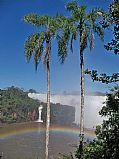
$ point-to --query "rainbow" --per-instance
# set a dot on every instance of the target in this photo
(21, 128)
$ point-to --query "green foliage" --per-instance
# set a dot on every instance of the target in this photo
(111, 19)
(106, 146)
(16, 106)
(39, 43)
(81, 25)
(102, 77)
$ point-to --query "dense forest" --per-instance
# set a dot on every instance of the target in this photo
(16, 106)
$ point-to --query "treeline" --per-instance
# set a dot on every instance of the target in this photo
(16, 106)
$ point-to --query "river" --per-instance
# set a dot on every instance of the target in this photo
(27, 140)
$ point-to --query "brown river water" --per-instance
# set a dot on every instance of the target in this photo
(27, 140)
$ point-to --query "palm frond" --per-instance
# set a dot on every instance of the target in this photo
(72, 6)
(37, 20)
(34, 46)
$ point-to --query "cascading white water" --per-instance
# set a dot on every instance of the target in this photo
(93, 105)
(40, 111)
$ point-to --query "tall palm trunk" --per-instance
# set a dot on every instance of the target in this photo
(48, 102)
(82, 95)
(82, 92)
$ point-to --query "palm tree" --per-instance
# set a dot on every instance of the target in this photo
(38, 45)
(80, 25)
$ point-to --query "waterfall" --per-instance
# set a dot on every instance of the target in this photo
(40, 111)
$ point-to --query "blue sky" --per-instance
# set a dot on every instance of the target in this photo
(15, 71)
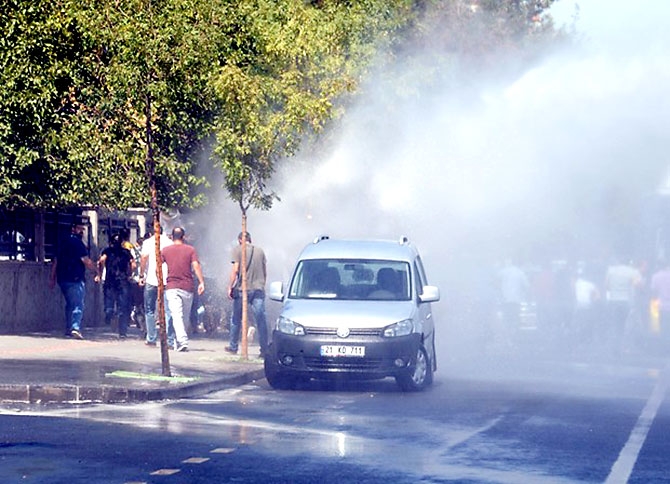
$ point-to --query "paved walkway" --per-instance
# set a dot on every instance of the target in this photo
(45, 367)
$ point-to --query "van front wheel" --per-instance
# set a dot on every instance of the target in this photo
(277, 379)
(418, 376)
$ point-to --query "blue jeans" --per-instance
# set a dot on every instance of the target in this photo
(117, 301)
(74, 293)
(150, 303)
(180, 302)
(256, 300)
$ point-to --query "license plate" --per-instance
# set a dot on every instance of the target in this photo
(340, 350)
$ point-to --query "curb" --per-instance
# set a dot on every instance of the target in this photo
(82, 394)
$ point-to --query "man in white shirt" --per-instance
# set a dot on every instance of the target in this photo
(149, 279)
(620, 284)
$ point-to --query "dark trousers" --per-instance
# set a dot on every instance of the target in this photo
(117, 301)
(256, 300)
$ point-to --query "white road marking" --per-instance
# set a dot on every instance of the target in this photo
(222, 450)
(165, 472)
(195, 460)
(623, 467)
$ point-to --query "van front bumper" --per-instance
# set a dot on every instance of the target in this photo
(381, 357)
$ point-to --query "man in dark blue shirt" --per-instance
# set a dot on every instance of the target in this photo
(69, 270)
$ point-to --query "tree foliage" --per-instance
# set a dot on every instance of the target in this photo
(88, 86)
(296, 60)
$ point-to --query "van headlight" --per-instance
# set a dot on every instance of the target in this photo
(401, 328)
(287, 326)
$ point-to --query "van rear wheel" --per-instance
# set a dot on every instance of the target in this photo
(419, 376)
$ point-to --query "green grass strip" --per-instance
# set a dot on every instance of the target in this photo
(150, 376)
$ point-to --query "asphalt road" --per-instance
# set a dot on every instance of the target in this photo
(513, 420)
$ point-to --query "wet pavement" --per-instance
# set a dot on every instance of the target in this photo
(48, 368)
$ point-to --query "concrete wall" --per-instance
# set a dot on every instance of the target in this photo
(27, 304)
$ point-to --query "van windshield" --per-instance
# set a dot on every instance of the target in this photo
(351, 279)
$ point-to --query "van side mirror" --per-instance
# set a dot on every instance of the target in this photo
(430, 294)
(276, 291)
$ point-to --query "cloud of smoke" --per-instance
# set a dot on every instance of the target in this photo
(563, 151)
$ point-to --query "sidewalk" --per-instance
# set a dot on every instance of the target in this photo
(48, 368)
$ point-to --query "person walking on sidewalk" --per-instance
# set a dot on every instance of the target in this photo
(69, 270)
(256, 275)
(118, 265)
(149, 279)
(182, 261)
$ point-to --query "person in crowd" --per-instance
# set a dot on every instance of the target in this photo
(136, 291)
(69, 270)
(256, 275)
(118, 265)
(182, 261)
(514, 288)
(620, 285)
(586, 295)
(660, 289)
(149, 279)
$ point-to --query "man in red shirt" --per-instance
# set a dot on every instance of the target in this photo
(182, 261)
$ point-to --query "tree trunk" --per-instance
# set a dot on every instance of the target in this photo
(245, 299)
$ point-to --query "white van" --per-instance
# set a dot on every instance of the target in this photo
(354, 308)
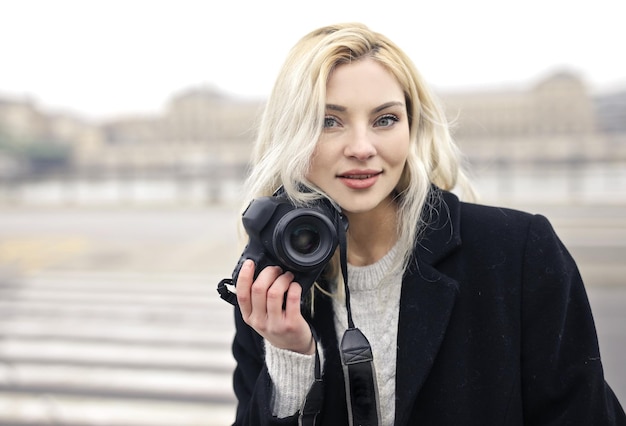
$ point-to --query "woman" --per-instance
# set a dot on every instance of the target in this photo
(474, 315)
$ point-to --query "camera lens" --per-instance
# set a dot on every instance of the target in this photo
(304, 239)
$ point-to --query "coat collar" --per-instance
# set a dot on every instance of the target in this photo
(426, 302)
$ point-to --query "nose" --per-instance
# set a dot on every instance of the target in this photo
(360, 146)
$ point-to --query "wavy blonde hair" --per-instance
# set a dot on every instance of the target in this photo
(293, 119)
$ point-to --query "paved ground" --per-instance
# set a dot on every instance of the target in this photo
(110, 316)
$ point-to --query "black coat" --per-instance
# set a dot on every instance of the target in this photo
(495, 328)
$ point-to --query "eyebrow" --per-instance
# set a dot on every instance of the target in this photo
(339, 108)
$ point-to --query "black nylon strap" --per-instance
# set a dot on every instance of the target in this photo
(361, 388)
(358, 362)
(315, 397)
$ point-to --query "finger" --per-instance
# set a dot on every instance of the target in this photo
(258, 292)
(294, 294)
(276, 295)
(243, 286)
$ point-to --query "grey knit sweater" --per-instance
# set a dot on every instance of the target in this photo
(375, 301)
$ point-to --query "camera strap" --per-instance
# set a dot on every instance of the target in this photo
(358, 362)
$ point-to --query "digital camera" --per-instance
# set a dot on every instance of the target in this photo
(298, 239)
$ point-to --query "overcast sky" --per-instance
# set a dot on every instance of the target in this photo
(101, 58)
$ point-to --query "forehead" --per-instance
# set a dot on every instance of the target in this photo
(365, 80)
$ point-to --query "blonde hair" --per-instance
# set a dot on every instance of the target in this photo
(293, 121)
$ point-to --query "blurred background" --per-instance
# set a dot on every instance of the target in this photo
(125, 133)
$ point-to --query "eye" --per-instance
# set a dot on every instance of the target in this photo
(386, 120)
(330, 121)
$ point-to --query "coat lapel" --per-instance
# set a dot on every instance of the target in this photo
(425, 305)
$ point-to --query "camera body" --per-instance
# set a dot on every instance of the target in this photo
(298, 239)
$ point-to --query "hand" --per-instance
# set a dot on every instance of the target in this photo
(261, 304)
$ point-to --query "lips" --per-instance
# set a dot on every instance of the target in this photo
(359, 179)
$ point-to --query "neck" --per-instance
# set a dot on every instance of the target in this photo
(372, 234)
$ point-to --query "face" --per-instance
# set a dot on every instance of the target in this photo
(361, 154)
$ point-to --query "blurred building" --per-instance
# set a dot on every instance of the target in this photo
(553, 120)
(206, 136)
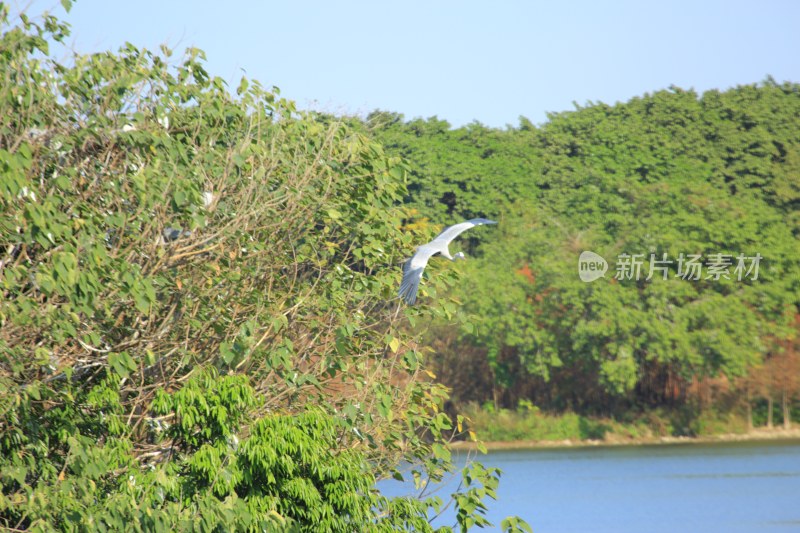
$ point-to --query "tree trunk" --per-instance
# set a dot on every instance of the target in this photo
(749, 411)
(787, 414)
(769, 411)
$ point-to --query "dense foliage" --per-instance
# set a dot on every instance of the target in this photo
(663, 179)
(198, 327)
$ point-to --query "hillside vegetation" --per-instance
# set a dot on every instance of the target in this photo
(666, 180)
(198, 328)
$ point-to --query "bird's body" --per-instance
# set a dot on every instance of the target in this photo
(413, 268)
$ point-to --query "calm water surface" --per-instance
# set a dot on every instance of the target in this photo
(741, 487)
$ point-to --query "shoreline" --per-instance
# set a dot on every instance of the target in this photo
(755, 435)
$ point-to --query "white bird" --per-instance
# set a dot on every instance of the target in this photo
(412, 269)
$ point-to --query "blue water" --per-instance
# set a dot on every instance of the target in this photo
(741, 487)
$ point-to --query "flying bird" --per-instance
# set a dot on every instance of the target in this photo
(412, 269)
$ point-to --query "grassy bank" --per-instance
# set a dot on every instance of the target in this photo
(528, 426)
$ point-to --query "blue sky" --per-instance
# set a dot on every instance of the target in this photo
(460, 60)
^^^^^^^^^^^^^^^^
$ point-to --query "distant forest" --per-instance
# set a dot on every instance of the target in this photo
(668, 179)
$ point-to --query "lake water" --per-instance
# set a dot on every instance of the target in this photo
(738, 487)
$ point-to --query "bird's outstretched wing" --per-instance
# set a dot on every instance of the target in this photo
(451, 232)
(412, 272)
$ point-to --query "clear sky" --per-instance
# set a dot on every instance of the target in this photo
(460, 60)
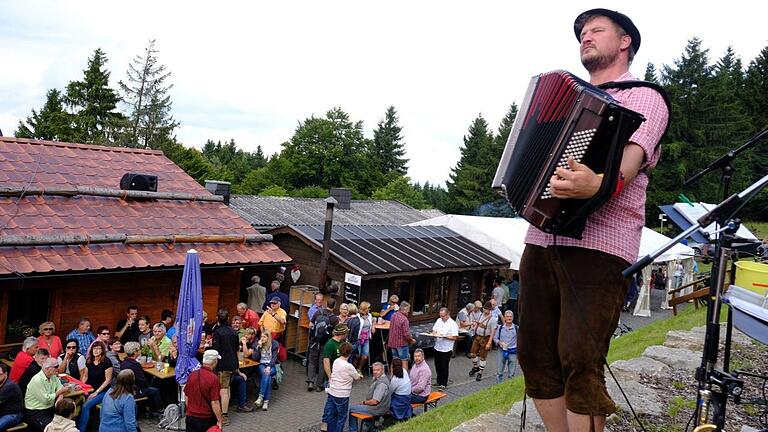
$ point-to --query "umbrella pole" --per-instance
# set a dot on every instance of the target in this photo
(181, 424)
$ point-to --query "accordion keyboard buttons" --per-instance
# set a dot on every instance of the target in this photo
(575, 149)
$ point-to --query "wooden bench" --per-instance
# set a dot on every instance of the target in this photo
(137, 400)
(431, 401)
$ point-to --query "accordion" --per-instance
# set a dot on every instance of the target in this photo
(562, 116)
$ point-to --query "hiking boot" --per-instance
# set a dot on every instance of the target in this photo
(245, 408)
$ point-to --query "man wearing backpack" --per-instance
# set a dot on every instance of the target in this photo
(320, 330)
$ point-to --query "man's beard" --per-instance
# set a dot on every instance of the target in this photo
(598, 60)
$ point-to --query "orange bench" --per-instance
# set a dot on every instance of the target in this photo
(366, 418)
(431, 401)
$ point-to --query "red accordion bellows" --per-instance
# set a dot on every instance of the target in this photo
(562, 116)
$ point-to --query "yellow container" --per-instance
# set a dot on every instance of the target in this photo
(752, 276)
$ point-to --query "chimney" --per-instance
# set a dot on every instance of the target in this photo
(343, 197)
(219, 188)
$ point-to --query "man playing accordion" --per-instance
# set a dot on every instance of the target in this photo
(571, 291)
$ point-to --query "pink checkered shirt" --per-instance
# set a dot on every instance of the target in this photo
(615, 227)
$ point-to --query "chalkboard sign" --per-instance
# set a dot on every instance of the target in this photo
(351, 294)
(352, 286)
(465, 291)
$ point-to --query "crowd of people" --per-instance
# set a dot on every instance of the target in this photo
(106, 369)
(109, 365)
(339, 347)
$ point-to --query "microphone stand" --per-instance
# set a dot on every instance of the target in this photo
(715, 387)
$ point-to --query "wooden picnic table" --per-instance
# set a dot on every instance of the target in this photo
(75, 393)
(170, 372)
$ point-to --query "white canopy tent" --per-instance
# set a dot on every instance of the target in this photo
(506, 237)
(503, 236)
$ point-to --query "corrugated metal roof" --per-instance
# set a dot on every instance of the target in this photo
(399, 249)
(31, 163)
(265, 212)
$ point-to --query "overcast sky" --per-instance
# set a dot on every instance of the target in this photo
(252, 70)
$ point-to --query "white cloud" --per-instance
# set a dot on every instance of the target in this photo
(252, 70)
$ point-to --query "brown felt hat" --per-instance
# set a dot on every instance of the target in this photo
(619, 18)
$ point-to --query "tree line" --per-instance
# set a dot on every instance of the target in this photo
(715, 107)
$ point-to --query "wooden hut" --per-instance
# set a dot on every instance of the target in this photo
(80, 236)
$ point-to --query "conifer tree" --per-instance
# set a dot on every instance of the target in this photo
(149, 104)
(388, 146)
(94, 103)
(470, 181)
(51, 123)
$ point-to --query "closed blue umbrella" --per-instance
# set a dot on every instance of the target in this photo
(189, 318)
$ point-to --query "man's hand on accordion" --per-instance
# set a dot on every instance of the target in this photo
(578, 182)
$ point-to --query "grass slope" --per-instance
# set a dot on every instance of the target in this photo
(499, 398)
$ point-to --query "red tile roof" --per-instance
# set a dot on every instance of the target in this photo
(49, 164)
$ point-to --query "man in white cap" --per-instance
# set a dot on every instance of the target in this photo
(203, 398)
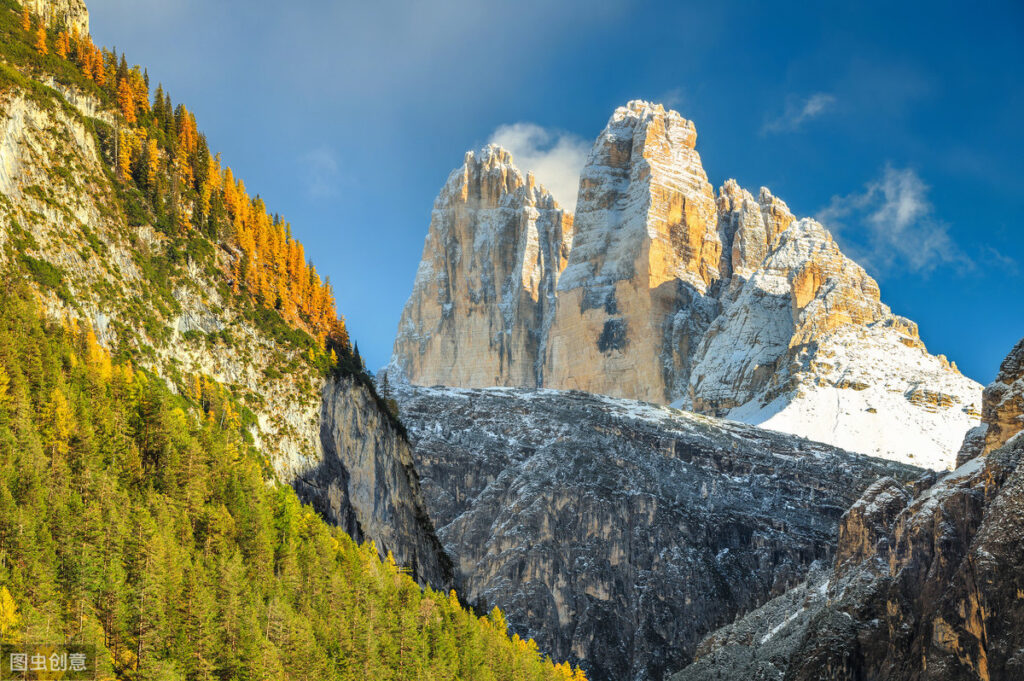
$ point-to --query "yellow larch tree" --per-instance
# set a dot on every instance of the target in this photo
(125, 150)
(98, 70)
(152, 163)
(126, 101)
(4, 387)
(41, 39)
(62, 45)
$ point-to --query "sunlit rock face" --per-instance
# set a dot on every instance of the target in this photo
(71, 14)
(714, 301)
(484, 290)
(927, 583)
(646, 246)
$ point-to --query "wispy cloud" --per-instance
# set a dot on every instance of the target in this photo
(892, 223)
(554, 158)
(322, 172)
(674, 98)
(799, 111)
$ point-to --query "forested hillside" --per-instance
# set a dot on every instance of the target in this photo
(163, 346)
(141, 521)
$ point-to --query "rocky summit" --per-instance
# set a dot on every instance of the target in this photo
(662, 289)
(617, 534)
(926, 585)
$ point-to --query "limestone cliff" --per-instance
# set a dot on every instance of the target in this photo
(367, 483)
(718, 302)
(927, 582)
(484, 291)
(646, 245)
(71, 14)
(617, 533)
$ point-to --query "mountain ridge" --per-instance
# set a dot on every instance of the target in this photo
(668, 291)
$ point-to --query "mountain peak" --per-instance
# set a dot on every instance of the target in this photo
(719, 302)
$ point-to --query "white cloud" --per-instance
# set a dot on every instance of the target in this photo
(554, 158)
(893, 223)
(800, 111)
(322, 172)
^^^^^^^^^^^^^^^^
Task – State how many lines of the records contain the string "blonde", giving the number alone.

Worked solution – 2